*Records for this exercise*
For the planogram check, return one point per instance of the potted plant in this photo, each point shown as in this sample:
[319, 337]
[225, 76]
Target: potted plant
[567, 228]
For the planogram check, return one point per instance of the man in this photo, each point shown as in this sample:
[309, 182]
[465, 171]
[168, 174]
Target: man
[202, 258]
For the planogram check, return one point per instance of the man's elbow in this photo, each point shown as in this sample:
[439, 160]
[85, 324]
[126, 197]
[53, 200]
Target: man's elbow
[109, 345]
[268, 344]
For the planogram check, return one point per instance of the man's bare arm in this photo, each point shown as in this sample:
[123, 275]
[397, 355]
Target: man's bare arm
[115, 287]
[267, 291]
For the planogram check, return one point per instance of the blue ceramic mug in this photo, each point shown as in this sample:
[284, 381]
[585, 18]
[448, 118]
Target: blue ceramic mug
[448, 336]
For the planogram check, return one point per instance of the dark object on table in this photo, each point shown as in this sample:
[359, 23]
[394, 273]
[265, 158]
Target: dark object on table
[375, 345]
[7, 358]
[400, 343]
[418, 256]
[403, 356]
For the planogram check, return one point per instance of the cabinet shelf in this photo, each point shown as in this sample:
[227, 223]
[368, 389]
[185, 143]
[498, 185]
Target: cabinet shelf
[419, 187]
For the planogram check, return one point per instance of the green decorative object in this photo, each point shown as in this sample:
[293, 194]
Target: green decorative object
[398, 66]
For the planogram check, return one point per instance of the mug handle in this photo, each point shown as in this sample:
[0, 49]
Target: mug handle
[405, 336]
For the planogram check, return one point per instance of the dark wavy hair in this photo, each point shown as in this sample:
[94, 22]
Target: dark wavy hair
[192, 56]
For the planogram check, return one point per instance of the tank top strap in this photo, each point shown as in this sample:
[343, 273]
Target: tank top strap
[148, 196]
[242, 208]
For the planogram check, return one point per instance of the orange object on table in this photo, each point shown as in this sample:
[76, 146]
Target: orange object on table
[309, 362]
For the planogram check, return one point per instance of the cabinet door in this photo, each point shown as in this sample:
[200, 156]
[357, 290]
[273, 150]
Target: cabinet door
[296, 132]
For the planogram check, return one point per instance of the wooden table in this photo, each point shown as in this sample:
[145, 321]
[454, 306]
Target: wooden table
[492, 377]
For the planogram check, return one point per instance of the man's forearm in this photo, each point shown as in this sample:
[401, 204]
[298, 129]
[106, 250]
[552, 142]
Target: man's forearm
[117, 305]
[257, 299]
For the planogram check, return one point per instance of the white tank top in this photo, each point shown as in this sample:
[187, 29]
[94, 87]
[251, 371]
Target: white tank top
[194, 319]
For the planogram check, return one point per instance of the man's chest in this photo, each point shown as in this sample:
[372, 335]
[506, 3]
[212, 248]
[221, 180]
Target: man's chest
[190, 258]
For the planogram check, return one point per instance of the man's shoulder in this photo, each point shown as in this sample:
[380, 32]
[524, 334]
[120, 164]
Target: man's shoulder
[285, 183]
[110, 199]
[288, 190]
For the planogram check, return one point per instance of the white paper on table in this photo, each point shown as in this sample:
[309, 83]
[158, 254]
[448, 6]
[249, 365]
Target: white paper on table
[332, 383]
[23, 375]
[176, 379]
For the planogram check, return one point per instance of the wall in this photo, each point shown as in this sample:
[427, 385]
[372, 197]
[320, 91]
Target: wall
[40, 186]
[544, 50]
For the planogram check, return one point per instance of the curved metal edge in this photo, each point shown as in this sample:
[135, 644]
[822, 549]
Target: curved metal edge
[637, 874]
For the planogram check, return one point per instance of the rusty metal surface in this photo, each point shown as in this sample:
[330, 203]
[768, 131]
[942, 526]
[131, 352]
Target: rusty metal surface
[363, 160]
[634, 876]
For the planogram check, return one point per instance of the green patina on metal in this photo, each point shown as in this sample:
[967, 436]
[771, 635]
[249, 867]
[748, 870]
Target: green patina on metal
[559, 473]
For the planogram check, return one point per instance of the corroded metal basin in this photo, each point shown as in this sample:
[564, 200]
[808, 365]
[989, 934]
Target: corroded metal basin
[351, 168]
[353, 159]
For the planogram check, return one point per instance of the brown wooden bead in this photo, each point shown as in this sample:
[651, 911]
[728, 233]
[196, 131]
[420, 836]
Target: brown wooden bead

*The task*
Report only how many lines in the entries contain "bead".

*Output below*
2